▶ _TASK OBJECTIVE_
Please format the entries below, from their first line through the line containing "POLYGON ((318 0, 1", as a JSON list of strings with one string per line, skipping any blank lines.

⁂

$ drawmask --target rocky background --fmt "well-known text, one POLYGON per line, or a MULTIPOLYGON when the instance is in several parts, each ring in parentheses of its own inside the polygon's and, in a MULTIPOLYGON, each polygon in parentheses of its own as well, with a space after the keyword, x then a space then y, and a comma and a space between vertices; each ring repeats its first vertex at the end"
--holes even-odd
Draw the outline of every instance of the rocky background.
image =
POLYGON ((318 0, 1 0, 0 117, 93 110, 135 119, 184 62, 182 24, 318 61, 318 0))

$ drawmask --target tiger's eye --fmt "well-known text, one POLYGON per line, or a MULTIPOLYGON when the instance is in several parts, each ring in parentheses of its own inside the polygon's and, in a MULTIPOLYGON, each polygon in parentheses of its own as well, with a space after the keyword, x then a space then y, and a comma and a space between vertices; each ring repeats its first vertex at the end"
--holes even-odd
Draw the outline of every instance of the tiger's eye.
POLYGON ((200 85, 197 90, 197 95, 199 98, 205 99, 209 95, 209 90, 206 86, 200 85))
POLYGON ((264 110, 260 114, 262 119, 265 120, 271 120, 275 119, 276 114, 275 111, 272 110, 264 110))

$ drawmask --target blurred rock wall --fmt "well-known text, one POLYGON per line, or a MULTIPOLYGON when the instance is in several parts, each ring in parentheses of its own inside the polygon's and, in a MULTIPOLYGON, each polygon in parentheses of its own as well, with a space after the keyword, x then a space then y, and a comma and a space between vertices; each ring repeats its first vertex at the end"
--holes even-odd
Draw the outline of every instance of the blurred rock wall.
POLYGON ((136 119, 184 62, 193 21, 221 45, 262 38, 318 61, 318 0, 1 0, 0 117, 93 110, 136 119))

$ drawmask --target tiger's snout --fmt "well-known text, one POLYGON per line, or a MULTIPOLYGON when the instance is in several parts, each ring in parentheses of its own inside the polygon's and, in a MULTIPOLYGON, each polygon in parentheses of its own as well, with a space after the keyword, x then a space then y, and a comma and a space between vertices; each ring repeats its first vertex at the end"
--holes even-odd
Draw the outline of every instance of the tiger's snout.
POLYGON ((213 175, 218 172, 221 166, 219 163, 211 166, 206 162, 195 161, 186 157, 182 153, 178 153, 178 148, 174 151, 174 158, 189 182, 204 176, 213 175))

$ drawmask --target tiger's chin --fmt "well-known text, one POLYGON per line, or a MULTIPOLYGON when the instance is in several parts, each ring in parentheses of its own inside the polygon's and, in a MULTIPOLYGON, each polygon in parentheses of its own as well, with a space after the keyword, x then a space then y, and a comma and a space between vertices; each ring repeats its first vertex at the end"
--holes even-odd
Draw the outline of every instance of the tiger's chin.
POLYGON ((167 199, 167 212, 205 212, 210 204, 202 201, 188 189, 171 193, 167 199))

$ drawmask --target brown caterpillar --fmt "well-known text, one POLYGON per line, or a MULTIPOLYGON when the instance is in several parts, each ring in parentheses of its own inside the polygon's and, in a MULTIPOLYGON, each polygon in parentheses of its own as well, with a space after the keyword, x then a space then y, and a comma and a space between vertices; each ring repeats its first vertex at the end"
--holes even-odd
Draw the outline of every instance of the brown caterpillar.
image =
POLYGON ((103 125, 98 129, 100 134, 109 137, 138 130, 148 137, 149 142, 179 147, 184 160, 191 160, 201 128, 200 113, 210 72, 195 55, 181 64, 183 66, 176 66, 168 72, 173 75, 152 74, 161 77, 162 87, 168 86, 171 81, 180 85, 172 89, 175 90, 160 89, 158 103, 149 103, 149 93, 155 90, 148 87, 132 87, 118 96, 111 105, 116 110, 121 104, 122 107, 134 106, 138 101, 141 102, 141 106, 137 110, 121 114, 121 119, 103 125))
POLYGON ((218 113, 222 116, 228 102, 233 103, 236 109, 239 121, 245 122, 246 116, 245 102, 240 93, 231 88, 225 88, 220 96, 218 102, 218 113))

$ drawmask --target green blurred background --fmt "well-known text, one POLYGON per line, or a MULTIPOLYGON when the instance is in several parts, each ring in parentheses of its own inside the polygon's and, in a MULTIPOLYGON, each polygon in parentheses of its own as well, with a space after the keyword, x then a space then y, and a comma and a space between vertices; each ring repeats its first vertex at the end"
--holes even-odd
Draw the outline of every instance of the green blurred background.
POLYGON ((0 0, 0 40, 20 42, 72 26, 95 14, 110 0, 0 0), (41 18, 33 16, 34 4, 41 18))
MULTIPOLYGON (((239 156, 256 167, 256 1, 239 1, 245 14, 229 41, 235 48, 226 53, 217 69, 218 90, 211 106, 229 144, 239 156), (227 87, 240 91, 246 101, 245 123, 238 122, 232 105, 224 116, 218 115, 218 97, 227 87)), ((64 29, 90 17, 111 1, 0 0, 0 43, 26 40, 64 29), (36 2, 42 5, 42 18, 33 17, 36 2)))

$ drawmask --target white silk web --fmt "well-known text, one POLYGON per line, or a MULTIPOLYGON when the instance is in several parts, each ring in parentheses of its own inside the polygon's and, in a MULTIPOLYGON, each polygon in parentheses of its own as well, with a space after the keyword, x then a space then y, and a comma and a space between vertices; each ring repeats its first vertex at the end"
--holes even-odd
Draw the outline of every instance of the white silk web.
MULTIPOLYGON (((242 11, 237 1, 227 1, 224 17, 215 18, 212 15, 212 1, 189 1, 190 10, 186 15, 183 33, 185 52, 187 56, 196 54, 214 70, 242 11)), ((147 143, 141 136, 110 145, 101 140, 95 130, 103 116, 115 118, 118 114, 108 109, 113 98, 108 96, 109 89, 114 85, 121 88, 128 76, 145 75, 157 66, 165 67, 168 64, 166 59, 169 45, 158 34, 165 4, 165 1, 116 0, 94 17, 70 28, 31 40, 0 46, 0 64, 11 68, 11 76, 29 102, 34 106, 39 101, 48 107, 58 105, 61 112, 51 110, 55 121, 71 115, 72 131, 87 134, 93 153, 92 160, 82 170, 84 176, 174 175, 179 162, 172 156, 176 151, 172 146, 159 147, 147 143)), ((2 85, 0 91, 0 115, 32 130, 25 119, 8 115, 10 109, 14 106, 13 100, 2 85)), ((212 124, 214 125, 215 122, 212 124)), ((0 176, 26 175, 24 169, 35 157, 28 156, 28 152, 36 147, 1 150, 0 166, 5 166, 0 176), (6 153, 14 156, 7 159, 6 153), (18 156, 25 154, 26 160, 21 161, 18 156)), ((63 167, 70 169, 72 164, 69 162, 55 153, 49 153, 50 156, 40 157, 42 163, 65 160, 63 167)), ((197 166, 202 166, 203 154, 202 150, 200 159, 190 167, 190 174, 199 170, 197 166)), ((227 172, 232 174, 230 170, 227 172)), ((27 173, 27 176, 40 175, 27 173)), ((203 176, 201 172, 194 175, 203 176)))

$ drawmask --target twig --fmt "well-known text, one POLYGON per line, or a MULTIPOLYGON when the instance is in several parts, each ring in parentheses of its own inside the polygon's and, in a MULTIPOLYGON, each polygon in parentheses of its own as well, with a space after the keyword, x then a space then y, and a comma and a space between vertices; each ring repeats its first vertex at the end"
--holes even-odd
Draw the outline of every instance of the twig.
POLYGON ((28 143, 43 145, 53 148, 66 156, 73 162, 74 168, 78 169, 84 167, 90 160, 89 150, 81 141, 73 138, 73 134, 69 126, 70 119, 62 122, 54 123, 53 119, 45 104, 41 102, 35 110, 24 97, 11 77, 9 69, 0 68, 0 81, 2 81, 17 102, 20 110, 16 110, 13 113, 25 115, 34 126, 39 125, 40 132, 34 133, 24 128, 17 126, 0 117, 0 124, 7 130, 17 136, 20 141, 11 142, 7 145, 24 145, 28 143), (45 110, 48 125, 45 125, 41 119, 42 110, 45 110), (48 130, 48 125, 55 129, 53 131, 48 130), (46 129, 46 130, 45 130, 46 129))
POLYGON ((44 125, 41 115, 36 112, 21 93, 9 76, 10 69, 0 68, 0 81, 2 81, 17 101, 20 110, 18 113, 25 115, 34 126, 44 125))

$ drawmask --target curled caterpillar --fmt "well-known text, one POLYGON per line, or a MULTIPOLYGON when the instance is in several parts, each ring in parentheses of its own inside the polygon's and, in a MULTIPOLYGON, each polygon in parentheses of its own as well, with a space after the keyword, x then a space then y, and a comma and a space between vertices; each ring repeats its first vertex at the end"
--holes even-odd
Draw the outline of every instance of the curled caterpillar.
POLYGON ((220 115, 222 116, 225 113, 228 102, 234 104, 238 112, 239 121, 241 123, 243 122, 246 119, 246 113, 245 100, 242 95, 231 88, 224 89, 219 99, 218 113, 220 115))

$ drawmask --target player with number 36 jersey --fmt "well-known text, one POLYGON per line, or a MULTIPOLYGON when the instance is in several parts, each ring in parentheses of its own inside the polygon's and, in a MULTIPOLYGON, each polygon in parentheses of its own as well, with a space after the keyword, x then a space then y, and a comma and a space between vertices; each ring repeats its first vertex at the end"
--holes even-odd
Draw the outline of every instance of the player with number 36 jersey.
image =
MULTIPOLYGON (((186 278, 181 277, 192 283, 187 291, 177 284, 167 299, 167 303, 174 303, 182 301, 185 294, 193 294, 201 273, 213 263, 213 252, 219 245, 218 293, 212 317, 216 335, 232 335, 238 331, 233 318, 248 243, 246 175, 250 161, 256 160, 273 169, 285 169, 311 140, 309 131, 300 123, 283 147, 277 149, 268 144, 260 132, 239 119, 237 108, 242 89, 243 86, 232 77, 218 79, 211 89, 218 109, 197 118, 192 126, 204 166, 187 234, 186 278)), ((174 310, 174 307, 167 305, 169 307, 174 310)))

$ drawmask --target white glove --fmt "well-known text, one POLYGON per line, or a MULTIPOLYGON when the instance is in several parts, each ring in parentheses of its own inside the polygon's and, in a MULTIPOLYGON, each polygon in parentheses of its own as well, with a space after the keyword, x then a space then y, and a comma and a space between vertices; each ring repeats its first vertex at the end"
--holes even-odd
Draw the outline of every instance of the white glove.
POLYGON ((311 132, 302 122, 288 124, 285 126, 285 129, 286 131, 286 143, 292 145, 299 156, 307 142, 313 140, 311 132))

⁂

▶ _TASK OUTPUT_
[
  "$ drawmask --target rocky background --fmt \"well-known text, one POLYGON per line, or a MULTIPOLYGON when the instance is in several parts, each ring in parentheses of its own inside the polygon's and, in a MULTIPOLYGON, each polygon in parentheses of its own as well, with a space after the keyword, x then a space then y, and a comma and a space between vertices; each ring repeats its first vertex at the end\"",
  "--holes even-odd",
  "Draw the outline of every instance of the rocky background.",
  "image =",
  "POLYGON ((318 0, 1 0, 0 117, 93 110, 135 119, 184 62, 182 24, 318 61, 318 0))"
]